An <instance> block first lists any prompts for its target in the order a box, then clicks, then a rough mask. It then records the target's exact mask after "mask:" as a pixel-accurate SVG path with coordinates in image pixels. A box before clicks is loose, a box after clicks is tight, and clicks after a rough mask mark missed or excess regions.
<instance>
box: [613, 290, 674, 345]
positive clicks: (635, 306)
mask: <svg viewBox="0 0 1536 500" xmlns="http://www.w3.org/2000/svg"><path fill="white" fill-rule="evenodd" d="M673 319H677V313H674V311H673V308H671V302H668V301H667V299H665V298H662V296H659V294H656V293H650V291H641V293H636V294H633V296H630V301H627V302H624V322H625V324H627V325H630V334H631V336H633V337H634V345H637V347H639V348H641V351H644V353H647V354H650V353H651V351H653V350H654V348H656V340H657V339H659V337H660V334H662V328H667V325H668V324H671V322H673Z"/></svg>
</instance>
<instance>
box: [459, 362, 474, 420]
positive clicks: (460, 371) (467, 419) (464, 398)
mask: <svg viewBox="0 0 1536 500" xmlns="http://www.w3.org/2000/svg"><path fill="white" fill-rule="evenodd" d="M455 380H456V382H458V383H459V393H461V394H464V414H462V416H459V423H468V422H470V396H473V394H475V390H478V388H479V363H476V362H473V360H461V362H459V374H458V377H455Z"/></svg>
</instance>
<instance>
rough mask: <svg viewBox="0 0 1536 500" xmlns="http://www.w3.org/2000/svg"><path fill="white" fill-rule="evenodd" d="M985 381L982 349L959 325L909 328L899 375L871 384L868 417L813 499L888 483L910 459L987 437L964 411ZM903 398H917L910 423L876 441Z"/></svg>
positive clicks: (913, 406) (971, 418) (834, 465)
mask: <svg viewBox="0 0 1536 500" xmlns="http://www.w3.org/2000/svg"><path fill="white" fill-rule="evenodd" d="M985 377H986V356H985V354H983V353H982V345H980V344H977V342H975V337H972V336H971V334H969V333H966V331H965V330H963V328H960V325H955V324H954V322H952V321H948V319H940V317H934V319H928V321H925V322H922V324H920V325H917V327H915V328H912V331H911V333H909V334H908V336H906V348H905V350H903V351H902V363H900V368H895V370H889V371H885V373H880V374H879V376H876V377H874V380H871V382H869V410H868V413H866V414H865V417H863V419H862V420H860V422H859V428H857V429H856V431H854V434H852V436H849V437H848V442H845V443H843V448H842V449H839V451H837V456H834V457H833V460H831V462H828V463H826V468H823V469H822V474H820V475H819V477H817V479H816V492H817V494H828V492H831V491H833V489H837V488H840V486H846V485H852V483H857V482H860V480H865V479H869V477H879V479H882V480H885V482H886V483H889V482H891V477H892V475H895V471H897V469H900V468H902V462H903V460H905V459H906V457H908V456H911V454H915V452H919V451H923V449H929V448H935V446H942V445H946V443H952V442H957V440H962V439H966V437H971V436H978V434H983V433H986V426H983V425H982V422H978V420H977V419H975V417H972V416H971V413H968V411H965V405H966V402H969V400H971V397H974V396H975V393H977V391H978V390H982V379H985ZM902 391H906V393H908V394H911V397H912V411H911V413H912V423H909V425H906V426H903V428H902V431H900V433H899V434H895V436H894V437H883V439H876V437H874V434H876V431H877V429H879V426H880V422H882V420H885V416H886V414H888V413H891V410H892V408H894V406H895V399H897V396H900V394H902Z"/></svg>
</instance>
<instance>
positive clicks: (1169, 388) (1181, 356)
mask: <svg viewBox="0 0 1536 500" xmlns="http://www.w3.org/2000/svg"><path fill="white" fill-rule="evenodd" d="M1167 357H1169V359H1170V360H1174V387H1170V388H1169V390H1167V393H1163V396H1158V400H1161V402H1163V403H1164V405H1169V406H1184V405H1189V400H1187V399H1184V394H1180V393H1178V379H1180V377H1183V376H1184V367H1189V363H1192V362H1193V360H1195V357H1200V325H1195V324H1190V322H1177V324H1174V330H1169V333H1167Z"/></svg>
________________________________________
» WHAT THE EXERCISE ASKS:
Please tally how many lines in the listing above contain the word "rough", and answer with the figure alone.

» FINISHED EXERCISE:
2